Written exercise: Please copy the stretch from "Are we a Christian" through "the far right." in the Christian-nation essay, swapping "fallacy" for "myth".

Passage provided:
>>>>>

Are we a Christian nation, as many suppose? I don’t think so. Sure, we give lip service to what Jesus taught, but we’ve bought into the fallacy that we don’t have to live His teachings, but don’t take my word for it. Examine Christ’s description of His moral philosophy—as described in Matthew Chapter 5—and compare it to our daily acts and belief, especially the political ambitions of the far right.
Key Teaching #1 (Matt 5:21-22): Do more than refrain from murder, rein in your anger and hurtful acts. I can’t understand how we got involved in a war in Iraq, when UN weapons inspectors, Hans Blix and Scott Ritter, were assuring the world that there was no evidence of WMDs in the country. Similarly, how does a Christian nation allow the torture of individuals and let its architects cloak the actions in camouflaged terms, like “aggressive interrogation.” By whatever name we choose to call it, the abuse has killed people.
What’s just as remarkable is that these are violations of the lesser law Jesus came to improve upon. He wants us to do better than just avoid lunatic wars—He wants us to refrain from anger, too. But where are we on the niceness scale today? The better question might be: Whatever happened to being nice? We’ve replaced gladiator combat with TV commentary filled with so much venom, there’s no way to hear, much less grasp, the issues. (Many years ago, one of my kids was watching CNN’s Crossfire, when he looked at me and said: “Why do they hate each other?”) In particular, conservative talking heads—Limbaugh, Hannity and Beck—claim moral superiority while impugning the intelligence and patriotism of those who have simple differences of opinion. While Jesus encourages peace, they are our biggest hawks. In the process they foment so much hatred and fear that I half expect armed revolts to arise.
As a high school debater one of the things I learned was the necessity of keeping emotions in check. When debaters scream, judges miss the logic. A yelling match can be great theater, but it’s shitty public discourse that never arrives at the truth or even changes a mind. In fact, it rarely does more than provide a confirmation to those who’d always wanted to believe the noise anyway. We must take to heart the implication of Christ’s teaching: Until we treat each other with dignity and grant each other the right to have opinions, we will never get along or achieve a lasting peace.

<<<<<

Data rows:

>>>>>

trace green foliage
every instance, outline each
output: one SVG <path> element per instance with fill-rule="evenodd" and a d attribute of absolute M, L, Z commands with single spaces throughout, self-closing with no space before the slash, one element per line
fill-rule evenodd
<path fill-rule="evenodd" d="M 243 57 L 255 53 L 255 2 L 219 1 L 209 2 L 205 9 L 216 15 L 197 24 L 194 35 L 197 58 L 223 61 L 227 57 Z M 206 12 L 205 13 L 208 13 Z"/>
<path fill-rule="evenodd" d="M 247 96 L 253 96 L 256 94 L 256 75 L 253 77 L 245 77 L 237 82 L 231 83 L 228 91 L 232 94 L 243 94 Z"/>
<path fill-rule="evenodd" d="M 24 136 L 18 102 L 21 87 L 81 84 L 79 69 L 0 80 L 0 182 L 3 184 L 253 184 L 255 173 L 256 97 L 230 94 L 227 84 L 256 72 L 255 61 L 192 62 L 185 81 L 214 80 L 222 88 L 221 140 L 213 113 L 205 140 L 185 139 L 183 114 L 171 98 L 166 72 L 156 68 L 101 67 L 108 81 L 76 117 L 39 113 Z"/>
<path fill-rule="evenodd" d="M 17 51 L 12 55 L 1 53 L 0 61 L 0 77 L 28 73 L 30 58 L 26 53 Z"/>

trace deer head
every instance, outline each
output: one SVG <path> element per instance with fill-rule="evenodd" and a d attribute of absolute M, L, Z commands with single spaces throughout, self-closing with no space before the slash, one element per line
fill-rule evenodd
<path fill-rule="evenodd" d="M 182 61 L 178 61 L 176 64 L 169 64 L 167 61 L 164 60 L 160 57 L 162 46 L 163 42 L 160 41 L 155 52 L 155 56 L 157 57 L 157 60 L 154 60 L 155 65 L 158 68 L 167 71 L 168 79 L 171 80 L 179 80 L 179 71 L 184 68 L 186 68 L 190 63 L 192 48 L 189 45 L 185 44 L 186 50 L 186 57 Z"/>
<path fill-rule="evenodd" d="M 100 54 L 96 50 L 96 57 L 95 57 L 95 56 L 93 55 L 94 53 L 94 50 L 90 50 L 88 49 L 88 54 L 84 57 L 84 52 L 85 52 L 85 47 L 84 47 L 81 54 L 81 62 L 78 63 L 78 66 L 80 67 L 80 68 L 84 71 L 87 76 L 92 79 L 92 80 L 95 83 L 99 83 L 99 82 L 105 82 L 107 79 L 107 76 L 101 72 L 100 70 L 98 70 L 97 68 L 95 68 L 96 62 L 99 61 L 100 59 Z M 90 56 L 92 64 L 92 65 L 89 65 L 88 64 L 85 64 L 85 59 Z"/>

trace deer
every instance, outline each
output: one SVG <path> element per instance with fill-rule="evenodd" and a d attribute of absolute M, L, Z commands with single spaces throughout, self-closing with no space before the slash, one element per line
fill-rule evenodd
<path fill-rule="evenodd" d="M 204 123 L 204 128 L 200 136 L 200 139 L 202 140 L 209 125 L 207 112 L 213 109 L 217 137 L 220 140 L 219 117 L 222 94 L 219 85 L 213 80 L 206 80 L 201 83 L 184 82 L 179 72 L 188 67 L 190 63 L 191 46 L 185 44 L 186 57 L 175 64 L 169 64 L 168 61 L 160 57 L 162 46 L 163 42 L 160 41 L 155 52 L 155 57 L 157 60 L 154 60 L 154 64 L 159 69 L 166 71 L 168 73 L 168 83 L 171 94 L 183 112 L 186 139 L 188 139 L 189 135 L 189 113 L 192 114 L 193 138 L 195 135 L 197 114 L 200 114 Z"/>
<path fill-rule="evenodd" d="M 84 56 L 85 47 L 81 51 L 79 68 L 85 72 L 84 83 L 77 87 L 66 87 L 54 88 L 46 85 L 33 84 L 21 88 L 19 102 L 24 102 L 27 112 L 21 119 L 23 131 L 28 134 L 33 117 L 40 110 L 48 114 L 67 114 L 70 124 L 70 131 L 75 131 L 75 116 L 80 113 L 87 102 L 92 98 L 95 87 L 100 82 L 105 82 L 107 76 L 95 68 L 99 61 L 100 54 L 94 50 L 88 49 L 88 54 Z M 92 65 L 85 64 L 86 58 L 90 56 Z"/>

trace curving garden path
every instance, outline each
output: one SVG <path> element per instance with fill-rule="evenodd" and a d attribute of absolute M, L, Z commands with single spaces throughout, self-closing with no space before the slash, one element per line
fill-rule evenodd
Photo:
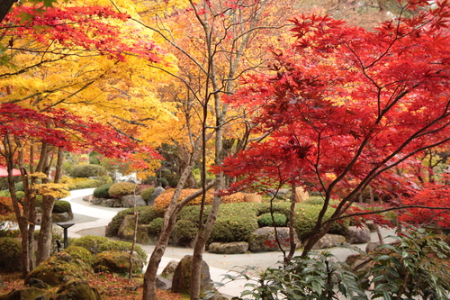
<path fill-rule="evenodd" d="M 104 236 L 105 226 L 111 222 L 116 214 L 125 208 L 103 207 L 90 205 L 84 201 L 83 197 L 92 195 L 94 188 L 86 188 L 74 190 L 70 192 L 70 195 L 63 200 L 68 201 L 72 206 L 74 219 L 71 221 L 75 223 L 74 226 L 68 229 L 68 236 L 73 238 L 81 237 L 84 235 L 99 235 Z M 377 241 L 376 233 L 372 233 L 372 241 Z M 383 236 L 393 235 L 392 230 L 383 230 Z M 148 253 L 151 255 L 154 246 L 140 245 Z M 365 249 L 365 244 L 356 245 L 361 249 Z M 345 259 L 356 252 L 349 249 L 335 248 L 329 250 L 338 259 Z M 184 255 L 192 254 L 193 250 L 181 247 L 167 247 L 166 255 L 163 257 L 159 264 L 159 272 L 162 272 L 166 265 L 172 259 L 179 260 Z M 246 254 L 212 254 L 204 253 L 203 260 L 210 266 L 210 273 L 214 282 L 220 282 L 223 279 L 223 274 L 233 272 L 235 270 L 242 270 L 242 267 L 251 266 L 261 269 L 266 269 L 269 267 L 274 267 L 277 262 L 282 260 L 281 252 L 262 252 L 262 253 L 246 253 Z M 219 288 L 219 291 L 223 295 L 235 296 L 240 295 L 240 293 L 245 289 L 246 281 L 233 281 L 227 283 L 224 286 Z"/>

<<<<<

Exercise solution:
Are we a Christian nation, as many suppose? I don’t think so. Sure, we give lip service to what Jesus taught, but we’ve bought into the myth that we don’t have to live His teachings, but don’t take my word for it. Examine Christ’s description of His moral philosophy—as described in Matthew Chapter 5—and compare it to our daily acts and belief, especially the political ambitions of the far right.